- [Exercise description]: Rename "photo" to "image" in the lines of the data below, starting at the line that contains "Highlight white box" and continuing through the end of the data, and leave everything else unchanged. Give back only those lines and leave the pictures out.

+ + + + + + +

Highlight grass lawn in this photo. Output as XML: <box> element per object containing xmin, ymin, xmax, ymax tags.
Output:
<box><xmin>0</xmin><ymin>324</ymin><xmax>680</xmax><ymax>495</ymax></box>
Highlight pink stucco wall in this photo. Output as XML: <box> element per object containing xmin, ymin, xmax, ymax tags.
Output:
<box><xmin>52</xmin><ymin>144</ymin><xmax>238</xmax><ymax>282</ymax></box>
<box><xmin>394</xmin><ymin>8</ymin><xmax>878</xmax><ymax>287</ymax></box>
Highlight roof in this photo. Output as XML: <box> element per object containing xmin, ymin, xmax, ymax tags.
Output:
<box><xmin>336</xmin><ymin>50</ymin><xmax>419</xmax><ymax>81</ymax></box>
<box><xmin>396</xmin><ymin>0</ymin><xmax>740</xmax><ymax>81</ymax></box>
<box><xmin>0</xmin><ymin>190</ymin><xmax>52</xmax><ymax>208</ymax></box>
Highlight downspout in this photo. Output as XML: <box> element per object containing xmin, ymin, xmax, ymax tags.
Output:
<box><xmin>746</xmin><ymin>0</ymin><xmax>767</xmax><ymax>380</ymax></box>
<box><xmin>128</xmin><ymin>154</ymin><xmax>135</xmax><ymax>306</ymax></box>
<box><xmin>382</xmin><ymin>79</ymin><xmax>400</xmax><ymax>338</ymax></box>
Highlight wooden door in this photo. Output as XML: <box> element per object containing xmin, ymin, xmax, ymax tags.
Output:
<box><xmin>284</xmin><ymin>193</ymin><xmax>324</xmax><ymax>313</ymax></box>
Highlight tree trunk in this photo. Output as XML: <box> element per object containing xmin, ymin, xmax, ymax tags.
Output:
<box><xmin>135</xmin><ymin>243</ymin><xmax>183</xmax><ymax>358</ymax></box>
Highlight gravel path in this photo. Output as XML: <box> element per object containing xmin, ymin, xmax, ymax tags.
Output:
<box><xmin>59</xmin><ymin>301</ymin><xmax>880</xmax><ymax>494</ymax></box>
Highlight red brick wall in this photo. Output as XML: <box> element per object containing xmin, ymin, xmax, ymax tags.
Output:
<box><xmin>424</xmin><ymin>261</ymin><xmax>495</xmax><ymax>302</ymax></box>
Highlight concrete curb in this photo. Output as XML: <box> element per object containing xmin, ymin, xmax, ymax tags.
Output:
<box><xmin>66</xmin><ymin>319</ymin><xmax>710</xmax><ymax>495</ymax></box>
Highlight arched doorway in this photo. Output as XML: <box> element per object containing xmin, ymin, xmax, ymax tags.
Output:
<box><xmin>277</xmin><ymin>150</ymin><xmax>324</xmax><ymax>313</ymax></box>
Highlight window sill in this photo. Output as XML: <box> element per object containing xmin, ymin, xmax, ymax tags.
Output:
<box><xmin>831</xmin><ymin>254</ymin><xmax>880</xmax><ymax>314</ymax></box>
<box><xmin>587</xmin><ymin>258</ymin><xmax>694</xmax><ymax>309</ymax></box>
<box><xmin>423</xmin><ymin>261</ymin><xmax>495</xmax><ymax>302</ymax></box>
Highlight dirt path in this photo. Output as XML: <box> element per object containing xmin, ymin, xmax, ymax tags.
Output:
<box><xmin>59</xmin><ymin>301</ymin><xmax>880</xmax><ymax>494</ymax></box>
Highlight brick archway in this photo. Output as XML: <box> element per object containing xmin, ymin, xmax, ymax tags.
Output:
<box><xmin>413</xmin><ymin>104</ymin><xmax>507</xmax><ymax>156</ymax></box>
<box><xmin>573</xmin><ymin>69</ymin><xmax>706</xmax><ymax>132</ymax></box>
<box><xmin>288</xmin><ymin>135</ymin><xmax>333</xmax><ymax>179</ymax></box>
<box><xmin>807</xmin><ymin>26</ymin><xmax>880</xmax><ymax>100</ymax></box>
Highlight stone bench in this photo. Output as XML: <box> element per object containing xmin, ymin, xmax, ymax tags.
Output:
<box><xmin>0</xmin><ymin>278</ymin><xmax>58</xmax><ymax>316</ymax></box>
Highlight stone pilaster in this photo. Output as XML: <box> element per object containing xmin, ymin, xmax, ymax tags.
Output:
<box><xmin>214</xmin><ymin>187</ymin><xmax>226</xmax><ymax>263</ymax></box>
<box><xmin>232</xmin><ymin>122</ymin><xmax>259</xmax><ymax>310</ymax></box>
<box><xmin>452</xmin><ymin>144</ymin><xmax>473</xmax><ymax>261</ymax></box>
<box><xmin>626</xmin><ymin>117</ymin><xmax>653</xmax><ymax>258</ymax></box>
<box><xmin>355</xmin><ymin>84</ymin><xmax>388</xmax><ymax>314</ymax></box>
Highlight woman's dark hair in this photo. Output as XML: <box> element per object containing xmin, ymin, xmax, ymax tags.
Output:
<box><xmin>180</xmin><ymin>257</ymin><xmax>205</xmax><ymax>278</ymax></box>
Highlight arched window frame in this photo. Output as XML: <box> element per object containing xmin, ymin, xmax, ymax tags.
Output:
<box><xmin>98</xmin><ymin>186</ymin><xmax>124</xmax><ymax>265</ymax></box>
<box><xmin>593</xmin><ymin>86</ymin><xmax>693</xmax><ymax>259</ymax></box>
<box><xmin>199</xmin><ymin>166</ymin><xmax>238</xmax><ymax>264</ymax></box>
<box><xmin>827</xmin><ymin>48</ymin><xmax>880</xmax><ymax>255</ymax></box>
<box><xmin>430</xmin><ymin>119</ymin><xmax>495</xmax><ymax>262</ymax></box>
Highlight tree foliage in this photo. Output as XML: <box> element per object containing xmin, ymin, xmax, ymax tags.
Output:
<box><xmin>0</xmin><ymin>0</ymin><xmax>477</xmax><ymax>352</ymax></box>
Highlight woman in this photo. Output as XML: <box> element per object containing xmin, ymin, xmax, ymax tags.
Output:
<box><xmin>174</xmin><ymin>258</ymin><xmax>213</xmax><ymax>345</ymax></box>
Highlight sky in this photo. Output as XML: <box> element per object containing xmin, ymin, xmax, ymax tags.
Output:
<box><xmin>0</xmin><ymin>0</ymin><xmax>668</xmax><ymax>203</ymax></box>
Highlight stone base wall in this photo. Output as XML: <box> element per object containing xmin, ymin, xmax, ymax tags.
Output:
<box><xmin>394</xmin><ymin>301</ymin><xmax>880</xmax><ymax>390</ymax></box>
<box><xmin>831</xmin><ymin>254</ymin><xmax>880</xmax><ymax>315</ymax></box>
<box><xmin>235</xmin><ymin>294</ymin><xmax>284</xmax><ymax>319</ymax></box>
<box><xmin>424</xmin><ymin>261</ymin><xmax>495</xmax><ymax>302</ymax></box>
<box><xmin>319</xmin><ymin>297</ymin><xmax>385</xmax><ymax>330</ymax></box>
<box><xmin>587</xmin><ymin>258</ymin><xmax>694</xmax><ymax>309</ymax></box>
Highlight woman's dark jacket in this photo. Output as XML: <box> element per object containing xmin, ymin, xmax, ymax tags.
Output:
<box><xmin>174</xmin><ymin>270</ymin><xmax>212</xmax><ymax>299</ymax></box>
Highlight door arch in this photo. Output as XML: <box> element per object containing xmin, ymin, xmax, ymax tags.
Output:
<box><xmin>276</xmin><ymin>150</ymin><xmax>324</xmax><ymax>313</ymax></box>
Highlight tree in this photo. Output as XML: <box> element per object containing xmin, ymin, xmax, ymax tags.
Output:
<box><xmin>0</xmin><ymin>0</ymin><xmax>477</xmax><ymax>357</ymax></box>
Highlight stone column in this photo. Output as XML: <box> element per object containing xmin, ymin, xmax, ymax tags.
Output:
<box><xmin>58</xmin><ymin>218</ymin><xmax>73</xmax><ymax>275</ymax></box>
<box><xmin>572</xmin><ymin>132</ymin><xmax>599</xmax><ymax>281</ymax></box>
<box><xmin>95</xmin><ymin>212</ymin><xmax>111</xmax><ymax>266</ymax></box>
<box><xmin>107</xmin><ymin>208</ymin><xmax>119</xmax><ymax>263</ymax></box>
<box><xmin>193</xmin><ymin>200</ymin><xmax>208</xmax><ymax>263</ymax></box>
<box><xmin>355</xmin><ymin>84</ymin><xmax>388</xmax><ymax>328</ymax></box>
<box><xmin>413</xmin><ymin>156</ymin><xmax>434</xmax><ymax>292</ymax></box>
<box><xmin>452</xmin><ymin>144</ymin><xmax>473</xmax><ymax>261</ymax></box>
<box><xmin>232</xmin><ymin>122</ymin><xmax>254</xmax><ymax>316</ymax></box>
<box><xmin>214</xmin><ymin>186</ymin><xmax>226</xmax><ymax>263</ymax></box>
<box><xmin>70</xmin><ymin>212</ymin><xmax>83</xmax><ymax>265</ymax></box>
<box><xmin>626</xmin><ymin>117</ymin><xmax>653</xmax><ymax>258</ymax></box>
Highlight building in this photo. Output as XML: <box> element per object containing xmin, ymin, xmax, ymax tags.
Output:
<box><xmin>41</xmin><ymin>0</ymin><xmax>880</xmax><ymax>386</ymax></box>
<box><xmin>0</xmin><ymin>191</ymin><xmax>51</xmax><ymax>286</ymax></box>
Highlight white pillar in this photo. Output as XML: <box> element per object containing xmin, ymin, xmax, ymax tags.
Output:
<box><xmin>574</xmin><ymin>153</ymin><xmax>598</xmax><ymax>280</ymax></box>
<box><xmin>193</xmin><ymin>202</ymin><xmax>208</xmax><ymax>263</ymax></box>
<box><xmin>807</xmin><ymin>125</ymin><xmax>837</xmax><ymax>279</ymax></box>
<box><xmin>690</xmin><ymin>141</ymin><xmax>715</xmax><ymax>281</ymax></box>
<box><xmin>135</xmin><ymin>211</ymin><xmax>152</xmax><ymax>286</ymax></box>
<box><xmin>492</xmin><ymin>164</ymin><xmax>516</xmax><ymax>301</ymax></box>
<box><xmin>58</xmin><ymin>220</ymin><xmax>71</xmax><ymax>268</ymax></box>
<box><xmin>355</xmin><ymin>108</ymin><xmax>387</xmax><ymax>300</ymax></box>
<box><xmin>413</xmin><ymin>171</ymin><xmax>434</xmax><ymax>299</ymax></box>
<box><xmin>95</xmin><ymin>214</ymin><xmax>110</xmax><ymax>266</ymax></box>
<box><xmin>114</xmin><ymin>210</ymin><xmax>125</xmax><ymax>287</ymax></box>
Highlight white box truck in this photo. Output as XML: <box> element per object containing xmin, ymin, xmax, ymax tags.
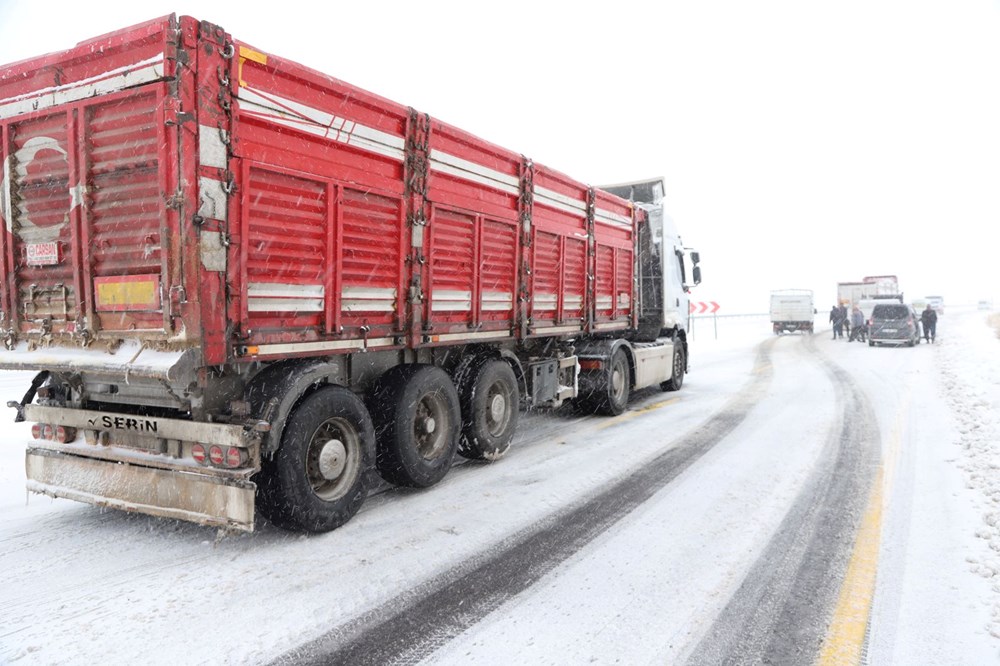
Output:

+ + + + + + +

- [Answer for the task]:
Highlight white box truck in this image. Output as XML: <box> element per object containing xmin, ymin, xmax, ymax tags.
Output:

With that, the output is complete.